::: Selected extract :::
The exploration of the hostile landscape, highlighted by the relatively meaningless accomplishment of standing on the South Pole, was marked by triumph, tragedy, and stirring persistence. The big names are Shackleton, Amundsen, and Scott. 1912: The Year the World Discovered Antarctica
The “Because it’s there” school of exploration seemed to emerge in the first decade of the new Twentieth Century. Suddenly, everyone wanted to stand on the North Pole. Once this had been achieved, in 1909, ambitions turned southward, just because. That same year, British explorer, Ernest Henry Shackleton managed to get within two degrees of the South Pole, for which he was knighted.
While Shackleton was enjoying his newfound nobility, fellow Brit, Robert Falcon Scott, headed off in 1910 to complete the task of making it to the southern pole. Publicity of his expedition, coupled with the impending Arctic expedition of Norwegian Roald Amundsen drew world attention. With Scott making his last preparations in New Zealand, Amundsen, disappointed that the North Pole had been bested, headed south, instead of north. By the time he had passed Spain and was resting in Madeira, he felt obliged to reveal his plans to his crew, his backers, and Scott. The race was on.
::: Data extract :::
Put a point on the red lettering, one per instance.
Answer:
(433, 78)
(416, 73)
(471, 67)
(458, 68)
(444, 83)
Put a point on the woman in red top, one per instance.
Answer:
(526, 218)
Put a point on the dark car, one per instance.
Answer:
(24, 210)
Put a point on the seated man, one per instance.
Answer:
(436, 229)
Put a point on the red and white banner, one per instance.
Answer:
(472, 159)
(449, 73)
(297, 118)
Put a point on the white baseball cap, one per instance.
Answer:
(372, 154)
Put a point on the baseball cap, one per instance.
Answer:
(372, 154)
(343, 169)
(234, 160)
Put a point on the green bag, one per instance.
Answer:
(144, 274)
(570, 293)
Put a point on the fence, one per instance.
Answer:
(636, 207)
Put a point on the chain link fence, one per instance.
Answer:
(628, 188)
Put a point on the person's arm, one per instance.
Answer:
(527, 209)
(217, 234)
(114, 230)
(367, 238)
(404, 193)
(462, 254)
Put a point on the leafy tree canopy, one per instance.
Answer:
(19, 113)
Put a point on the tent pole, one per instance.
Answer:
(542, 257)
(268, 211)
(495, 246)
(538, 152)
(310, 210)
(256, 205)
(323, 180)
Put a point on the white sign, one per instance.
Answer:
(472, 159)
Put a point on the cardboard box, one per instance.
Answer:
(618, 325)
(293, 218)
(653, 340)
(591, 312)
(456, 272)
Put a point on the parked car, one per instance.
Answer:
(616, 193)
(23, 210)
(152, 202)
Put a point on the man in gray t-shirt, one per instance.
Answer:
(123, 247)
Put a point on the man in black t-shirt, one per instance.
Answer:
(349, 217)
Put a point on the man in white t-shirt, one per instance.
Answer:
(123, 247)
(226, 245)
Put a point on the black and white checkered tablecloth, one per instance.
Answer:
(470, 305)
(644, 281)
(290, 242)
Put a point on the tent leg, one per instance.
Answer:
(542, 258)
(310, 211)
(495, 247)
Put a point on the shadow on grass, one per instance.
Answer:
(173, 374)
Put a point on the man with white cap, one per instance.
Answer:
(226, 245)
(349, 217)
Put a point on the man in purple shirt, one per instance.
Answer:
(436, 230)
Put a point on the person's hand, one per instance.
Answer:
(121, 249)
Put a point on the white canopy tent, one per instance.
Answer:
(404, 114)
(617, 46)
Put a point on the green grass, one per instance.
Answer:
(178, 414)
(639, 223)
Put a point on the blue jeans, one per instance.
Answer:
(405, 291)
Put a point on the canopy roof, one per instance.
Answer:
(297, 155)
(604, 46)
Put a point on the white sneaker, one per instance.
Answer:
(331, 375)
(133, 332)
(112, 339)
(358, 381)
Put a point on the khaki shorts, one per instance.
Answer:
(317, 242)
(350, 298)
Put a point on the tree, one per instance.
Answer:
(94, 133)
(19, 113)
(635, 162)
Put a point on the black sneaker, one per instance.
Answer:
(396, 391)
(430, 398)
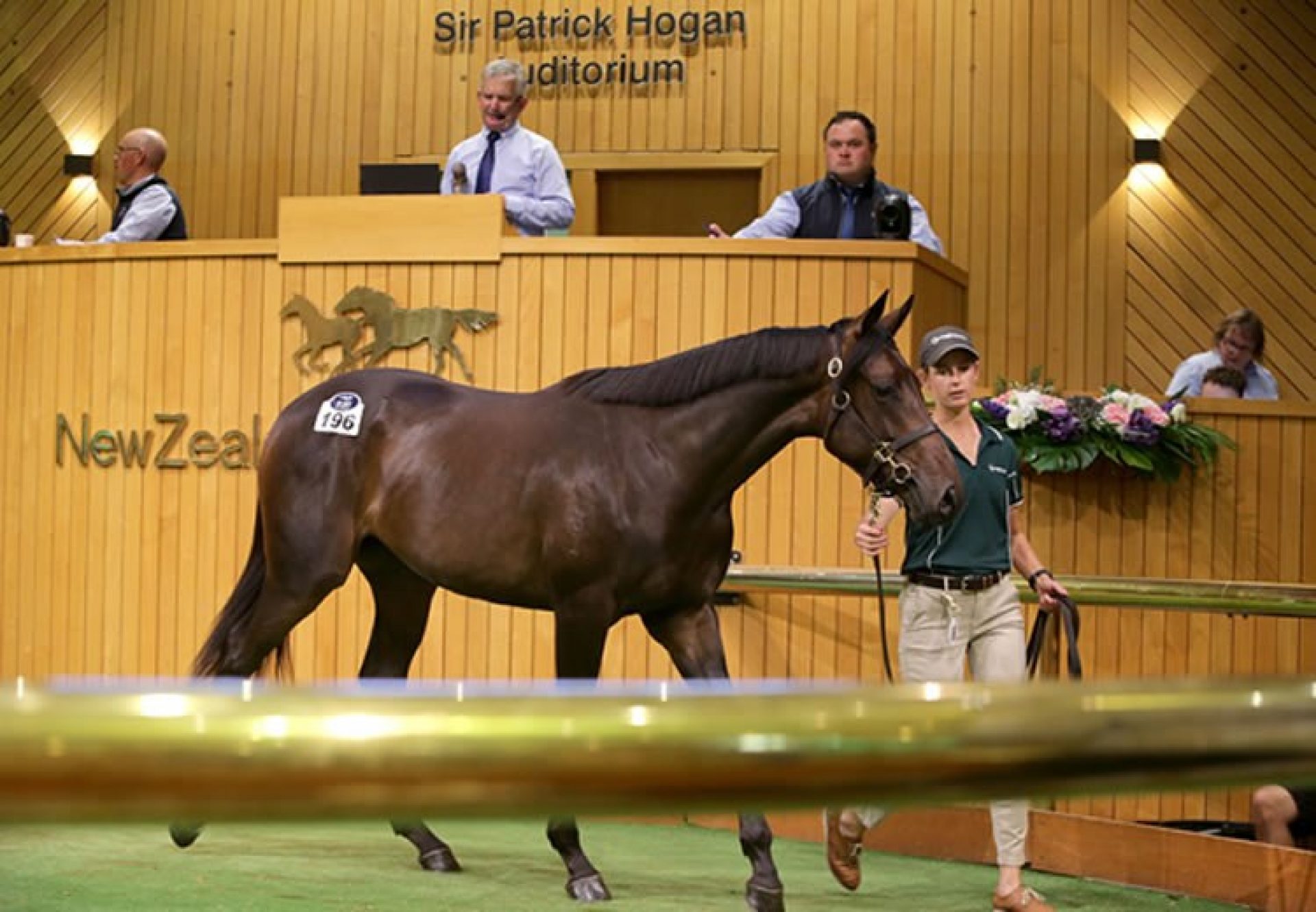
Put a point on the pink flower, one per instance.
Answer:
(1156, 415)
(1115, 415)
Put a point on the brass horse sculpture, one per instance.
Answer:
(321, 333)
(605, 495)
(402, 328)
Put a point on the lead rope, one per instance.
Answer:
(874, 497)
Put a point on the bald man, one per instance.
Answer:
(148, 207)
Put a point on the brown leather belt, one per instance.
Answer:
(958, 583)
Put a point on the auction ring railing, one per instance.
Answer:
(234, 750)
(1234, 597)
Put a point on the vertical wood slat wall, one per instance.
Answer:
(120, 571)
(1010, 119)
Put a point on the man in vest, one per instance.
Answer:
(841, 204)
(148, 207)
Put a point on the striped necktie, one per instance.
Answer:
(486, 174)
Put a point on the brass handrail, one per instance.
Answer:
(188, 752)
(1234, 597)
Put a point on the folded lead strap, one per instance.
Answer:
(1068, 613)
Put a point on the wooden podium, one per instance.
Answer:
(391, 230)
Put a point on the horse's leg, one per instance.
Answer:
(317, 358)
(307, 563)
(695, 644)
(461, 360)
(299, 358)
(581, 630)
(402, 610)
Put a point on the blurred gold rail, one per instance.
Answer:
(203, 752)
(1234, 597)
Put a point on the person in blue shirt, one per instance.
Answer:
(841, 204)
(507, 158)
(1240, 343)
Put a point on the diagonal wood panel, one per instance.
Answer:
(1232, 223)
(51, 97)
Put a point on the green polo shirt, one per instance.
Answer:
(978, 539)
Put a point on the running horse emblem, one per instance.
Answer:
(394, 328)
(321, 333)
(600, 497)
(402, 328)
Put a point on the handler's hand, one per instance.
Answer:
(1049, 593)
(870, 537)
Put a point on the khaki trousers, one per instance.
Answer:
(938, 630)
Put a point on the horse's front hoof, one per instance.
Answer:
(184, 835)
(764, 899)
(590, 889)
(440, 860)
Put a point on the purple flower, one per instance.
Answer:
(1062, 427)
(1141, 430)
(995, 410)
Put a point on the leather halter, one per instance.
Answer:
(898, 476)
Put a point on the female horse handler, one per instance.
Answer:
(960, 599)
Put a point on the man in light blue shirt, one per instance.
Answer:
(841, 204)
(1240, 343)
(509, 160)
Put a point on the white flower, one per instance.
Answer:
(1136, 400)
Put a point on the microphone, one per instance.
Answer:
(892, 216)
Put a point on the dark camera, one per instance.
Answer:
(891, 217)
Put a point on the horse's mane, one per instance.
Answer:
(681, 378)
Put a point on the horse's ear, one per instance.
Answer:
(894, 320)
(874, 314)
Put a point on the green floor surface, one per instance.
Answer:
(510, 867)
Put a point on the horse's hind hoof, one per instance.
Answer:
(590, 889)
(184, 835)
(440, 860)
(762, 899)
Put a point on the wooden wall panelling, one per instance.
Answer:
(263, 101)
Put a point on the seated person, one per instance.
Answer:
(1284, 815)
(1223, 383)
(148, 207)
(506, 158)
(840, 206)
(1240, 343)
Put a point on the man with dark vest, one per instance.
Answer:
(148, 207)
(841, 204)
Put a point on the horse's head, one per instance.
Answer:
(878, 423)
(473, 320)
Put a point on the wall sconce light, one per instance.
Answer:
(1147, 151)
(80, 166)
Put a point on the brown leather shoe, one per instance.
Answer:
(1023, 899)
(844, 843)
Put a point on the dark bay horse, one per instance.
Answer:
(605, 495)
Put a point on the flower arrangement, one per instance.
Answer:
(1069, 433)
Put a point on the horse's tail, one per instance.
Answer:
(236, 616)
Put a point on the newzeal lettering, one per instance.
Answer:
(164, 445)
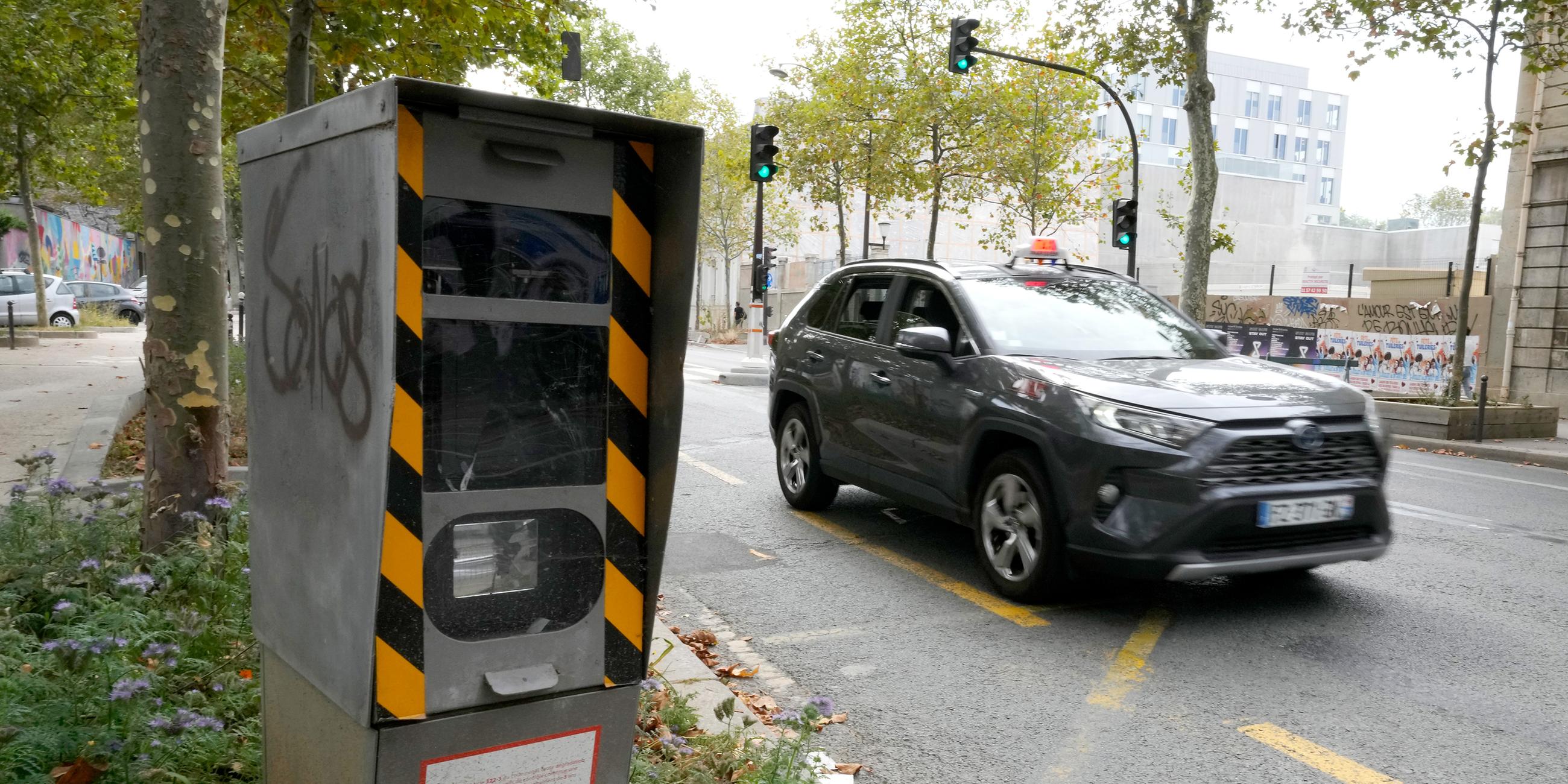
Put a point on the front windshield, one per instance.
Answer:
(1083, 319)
:::
#### Instructions to follow
Continue the passage on the early exploration of Antarctica, picking up after its final sentence, "The race was on."

#### Task answer
Amundsen’s route turned out to be relatively easy going, particularly with sled dogs. He made it to the South Pole on December 14, 1911. Scott’s party arrived 33 days later, on January 17, 1912, to find Amundsen’s markers. Both achievements were remarkable. The big difference was that Amundsen made it safely home. Scott’s expedition did not. Facing furious weather and the poor judgment of the relief team from the mother ship, the Scott team perished. It was nine months later before their bodies were found. The overall story: Race to The End: Amundsen, Scott, and the Attainment of the South Pole. On Roald Amundsen: The Last Place on Earth (Modern Library Exploration), and The Last Viking: The Life of Roald Amundsen (A Merloyd Lawrence Book). On Scott: in his own words, The Last Expedition (Vintage Classics), and from a surviving member of his team, The Worst Journey in the World (Penguin Classics)
Meanwhile, back in sunny England, Sir Shackleton took the news of the capture of the Pole with the typical response of an incorrigible competitor. He made up a new challenge. Since a flag had been raised on the Pole, it was clear to Shackleton that someone needed to traverse the continent. None of this back-and-forth stuff for Sir Ernest! Off he sailed on the Trans-Antarctic Expedition in 1914.
In one of mankind’s most gripping stories of indefatigable courage and personal responsibility in the face of bad luck, unyielding natural forces, and astonishingly poor odds, Shackleton made history. His ship, the Endurance, got caught in the pack ice, forcing the crew to abandon ship and bed down on Elephant Island.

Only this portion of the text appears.